• TEXTE DE LA PAGE:
A suivre...
(17 janvier 2008)
L’éducation du point de
vue des enfants
En
matière d’éducation, parents et enseignants s’accordent: ils veulent qu’elle
soit la meilleure possible. Qu’en pensent les enfants? Que disent-ils de
l’école? De l’entreprise éducative de leurs parents?
En
1989, des chercheurs de l’Université de Liège se lançaient dans une vaste
enquête qui durera vingt ans : “Grandir en l’an 2000”. L’étude longitudinale
du parcours de vie de 400 nourrissons aboutira en 2009, alors qu’ils auront
vingt ans. Tout au long de ces vingt années, seront recueillies à leurs
propos, des informations auprès des écoles et des familles, auprès des
enfants eux-mêmes. C’est là une des particularités de la recherche, outre sa
durée : s’intéresser au point de vue des enfants, des jeunes, principaux
intéressés.
A la demande de
l’Observatoire de l’enfance, de la jeunesse et de l’aide à la jeunesse (1),
des chercheurs ont déjà extrait de la manne de données quelques éléments qui
détaillent ce que les enfants ressentent à propos de leur éducation, le
regard qu’ils portent sur l’école, sur les enseignants, sur leurs parents.
“Car si le meilleur médecin ne peut guérir un malade sans sa
collaboration, le meilleur éducateur ne peut atteindre son objectif sans la
participation de l’intéressé”, estime-t-on du côté de l’Observatoire.
Et que disent-ils ces enfants grandissants?
Tout d’abord, ils
aiment généralement l’école. “Entre la 3ème maternelle et
la 1ère primaire, presque 8 enfants sur 10 disent apprécier
l’école. Ils sont encore 7 sur 10 en 3ème primaire à porter le
même jugement”. Ce constat globalement positif n’empêche pas les
chercheurs de déduire a contrario qu’un enfant sur quatre qui aimait l’école
en 1ère primaire, ne l’apprécie plus ou plus trop en 3ème. Les
causes de ce désamour énoncées par les enfants vont de l’ennui, aux efforts
à fournir en passant par l’attitude de l’enseignant : “c’est la dame, je
ne l’aime pas, elle me fait des remarques”. Quoiqu’il en soit pour la
grande majorité d’entre eux, aller l’école, c’est important.

• DONNÉES FOURNIES:
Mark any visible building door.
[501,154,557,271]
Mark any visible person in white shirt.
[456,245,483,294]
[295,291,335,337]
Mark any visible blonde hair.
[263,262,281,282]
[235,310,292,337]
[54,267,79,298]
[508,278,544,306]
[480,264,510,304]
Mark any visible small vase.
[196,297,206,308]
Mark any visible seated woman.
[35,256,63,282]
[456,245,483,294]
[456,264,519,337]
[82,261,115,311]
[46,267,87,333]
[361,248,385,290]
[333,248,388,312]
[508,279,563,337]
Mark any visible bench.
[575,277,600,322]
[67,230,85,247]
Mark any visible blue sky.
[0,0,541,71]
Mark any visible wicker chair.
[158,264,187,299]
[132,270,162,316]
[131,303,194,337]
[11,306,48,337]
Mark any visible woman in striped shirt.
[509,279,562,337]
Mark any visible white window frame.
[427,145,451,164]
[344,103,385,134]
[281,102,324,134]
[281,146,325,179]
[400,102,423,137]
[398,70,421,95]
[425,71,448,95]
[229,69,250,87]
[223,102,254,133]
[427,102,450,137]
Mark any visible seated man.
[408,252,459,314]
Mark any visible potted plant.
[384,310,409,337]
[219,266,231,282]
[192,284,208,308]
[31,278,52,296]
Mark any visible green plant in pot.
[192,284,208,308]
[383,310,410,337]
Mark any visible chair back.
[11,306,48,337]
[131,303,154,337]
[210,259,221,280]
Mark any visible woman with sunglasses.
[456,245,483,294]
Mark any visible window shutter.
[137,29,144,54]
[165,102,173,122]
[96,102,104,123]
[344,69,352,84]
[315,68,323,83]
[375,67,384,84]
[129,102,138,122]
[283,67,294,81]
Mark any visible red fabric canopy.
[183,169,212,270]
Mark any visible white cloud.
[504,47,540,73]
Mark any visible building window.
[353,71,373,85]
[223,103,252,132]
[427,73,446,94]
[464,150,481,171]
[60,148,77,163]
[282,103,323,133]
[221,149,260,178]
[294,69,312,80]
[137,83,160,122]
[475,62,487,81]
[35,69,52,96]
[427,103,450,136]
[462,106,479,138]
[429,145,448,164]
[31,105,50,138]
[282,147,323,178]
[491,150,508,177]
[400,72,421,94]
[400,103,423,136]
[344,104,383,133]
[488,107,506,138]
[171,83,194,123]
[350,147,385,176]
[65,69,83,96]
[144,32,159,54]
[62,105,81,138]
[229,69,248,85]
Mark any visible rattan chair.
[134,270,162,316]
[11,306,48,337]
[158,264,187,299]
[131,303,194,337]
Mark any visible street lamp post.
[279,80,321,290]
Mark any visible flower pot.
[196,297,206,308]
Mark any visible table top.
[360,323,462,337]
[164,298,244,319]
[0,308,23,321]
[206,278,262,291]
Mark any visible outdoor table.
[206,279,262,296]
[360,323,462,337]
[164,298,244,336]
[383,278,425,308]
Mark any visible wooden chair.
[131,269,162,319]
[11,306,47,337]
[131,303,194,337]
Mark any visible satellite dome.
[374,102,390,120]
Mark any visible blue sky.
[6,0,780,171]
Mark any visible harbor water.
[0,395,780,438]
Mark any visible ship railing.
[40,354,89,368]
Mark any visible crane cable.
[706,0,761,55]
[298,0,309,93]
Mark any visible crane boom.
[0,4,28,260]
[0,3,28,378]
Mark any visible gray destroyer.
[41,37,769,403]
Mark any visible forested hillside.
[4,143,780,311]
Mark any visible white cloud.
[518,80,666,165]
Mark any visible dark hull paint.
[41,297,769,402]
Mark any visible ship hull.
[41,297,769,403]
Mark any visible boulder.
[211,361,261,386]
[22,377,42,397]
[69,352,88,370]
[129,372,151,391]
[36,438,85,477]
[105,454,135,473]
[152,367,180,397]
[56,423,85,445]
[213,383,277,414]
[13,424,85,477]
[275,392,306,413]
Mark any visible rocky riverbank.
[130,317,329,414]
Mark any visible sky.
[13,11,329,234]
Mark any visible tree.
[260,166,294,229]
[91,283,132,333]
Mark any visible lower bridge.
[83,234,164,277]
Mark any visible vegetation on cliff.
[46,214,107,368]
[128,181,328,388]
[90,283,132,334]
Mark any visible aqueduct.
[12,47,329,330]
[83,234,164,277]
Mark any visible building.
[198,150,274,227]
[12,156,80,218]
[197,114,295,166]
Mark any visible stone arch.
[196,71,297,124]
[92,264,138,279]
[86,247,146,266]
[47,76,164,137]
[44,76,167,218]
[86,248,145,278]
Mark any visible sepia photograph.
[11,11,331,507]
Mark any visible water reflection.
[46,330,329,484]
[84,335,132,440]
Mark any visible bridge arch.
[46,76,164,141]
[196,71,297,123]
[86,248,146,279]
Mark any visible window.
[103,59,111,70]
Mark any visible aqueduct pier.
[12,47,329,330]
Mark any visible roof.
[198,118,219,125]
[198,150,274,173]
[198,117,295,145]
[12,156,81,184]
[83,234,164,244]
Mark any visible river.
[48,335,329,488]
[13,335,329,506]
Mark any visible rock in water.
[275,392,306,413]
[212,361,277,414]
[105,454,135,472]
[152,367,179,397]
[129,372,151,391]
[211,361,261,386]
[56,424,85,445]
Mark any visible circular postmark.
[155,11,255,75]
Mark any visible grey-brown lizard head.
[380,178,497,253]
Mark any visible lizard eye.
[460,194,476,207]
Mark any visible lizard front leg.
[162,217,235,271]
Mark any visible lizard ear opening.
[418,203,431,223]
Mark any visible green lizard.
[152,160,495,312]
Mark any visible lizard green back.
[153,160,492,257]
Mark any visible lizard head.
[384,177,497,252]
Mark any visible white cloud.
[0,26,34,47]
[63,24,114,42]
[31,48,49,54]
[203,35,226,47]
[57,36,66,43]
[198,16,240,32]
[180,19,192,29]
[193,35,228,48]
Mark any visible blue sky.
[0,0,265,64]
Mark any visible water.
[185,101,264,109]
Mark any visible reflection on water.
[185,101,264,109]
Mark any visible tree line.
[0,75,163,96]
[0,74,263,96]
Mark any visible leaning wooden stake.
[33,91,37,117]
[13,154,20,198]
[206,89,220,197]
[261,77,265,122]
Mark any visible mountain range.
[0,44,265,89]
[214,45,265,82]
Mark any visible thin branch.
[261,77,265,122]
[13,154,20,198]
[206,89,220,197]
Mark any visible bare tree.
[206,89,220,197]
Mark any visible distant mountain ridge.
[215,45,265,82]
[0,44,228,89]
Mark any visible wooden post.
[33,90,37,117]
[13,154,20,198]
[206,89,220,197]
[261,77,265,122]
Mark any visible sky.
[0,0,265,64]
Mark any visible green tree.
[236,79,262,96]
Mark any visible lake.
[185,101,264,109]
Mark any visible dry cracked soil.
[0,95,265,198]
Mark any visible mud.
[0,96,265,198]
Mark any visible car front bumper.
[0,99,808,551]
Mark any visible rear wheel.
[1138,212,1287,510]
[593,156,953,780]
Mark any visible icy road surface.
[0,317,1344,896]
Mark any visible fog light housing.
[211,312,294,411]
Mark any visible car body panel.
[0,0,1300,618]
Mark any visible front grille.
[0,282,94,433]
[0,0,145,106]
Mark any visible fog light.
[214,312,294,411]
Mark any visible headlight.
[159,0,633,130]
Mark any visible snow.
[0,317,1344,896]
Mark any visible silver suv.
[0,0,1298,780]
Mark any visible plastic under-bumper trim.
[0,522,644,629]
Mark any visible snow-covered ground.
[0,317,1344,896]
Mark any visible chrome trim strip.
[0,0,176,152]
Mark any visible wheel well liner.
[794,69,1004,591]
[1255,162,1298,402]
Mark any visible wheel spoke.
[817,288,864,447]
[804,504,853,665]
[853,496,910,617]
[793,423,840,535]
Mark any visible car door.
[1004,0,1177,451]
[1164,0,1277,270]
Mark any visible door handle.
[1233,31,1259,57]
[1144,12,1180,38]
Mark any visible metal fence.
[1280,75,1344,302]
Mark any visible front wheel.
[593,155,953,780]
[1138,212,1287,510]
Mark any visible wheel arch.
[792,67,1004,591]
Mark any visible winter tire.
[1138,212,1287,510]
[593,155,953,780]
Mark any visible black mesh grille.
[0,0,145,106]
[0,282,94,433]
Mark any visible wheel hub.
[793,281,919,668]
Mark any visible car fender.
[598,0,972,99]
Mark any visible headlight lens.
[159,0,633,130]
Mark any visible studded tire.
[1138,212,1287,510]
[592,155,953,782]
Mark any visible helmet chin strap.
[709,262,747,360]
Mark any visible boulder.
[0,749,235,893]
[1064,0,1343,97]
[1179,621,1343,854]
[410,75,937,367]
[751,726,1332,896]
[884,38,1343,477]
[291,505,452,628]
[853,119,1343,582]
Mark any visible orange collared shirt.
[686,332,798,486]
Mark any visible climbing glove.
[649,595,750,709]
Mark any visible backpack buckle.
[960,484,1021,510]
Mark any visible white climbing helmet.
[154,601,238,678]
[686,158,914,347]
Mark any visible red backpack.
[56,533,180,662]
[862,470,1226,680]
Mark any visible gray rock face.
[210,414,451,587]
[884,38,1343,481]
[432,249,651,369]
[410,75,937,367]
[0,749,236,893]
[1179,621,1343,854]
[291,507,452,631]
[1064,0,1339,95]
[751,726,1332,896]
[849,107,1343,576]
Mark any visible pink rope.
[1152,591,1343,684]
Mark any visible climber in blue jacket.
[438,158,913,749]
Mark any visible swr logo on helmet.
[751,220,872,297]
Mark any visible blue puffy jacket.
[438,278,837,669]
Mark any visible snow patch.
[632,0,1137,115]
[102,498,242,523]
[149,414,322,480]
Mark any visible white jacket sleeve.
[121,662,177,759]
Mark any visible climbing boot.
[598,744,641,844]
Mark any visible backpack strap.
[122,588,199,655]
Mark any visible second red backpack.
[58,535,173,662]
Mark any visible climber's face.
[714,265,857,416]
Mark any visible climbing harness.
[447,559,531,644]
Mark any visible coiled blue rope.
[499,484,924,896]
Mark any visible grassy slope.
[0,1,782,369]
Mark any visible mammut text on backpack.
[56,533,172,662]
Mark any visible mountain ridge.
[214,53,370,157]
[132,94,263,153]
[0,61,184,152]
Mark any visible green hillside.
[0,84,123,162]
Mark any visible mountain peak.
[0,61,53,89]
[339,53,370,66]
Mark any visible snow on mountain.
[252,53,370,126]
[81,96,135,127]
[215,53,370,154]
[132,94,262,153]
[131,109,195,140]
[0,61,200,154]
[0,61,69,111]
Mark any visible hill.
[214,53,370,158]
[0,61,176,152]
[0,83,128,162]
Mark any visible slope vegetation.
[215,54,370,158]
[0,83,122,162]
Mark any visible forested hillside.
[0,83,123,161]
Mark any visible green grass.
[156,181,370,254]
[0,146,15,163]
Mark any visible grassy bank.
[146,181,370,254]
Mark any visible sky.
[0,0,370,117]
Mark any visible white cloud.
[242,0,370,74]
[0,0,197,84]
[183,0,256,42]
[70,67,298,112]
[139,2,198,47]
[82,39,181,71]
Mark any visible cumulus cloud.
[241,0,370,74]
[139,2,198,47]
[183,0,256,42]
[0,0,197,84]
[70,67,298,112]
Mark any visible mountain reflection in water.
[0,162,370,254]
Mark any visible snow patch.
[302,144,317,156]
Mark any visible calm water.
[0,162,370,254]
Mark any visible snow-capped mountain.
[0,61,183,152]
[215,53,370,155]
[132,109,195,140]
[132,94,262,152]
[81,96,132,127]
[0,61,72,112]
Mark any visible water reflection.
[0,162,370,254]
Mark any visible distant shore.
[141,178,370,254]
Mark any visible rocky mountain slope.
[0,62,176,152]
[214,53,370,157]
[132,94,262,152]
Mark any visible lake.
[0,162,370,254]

• CONSIGNES:
1. Traduisez en anglais cette phrase du texte sur l’éducation vue par les enfants : « Ce constat globalement positif n’empêche pas les chercheurs de déduire a contrario qu’un enfant sur quatre qui aimait l’école en 1ère primaire, ne l’apprécie plus ou plus trop en 3ème. »
2. Poursuivez le texte sur l’éducation vue par les enfants à partir de sa dernière phrase.
Les entrées sont tirées d’une autre source que le texte.

• RÉSULTATS ATTENDUS:
1. This broadly positive finding does not prevent the researchers from inferring, conversely, that one child in four who liked school in the first year of primary school no longer likes it, or no longer likes it much, by the third year.

2.
Pour correspondre au
mythique “bon élève”, les enfants pensent que la recette, c’est la
discipline, la réflexion étant reléguée au second plan. “Quelle est la
place laissée alors à l’esprit critique, aux capacités d’observation et de
résolution des problèmes, credo des socles de compétences?, réagissent
les chercheurs. Dans le milieu scolaire comme dans le milieu familial, le
développement d’un enfant s’adaptant aux contraintes du monde extérieur
semble primer sur sa capacité à créer des solutions alternatives aux
problèmes rencontrés dans la vie quotidienne.”
Se tromper à l’école,
faire des fautes dans une dictée par exemple, c’est grave. Les
erreurs, les enfants les considèrent comme des actes répréhensibles. On perd
des points, on reçoit des “gommettes rouges”, ou des “mauvaises images”, on
a du travail supplémentaire, voire on est puni. “Ces résultats tendent à
montrer que l’erreur est loin d’être envisagée comme un levier
d’apprentissage”, remarquent les chercheurs qui estiment que la sanction
scolaire est trop souvent considérée comme le bâton censé amener les élèves
à la performance. De fait, commettre des erreurs semble loin d’être
considéré par les enfants comme un élément de l’apprentissage. De quoi
interroger les éducateurs qui savent le développement des enfants rythmé par
les essais et erreurs, par l’expérimentation.
Les parents, quant à
eux, disent viser l’épanouissement de leurs enfants et plébiscitent une
dimension de sensibilité : “être détendu, être sensible aux belles
choses, imaginer, inventer”. Un léger décalage avec la perception de
leurs enfants quant aux objectifs de l’entreprise éducative des
parents. En effet, à leurs yeux, les parents apprennent à “bien
travailler, à apprendre des choses utiles pour l’avenir”. Un avenir,
relativement ouvert apparemment. Les enfants ressentent une grande liberté
quant aux choix futurs qu’ils émettront en ce qui concerne leur métier et ne
savent pas nécessairement vers quoi l’orienter : pratiquement 6 enfants sur
10 ne savent pas ce que leurs parents souhaiteraient les voir exercer comme
profession.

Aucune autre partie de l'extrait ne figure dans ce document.